**Given records:**
--

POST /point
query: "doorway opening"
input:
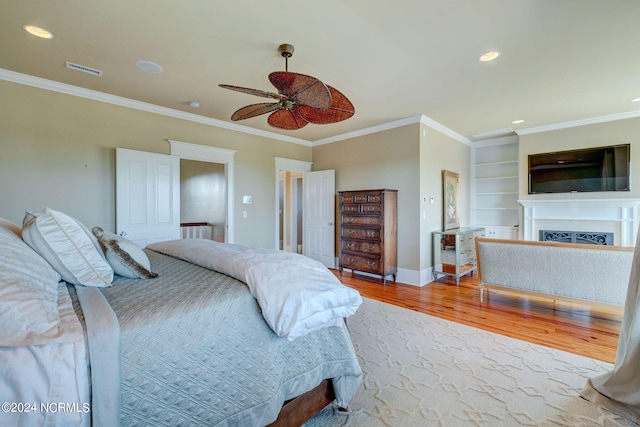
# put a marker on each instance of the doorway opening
(291, 199)
(289, 204)
(203, 200)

--

**Task objective:** Print the full listing again exactly, and drop every image from it.

**Answer section:**
POST /point
query: "doorway opening"
input:
# put a marker on each instance of the doorway opening
(291, 199)
(289, 204)
(203, 200)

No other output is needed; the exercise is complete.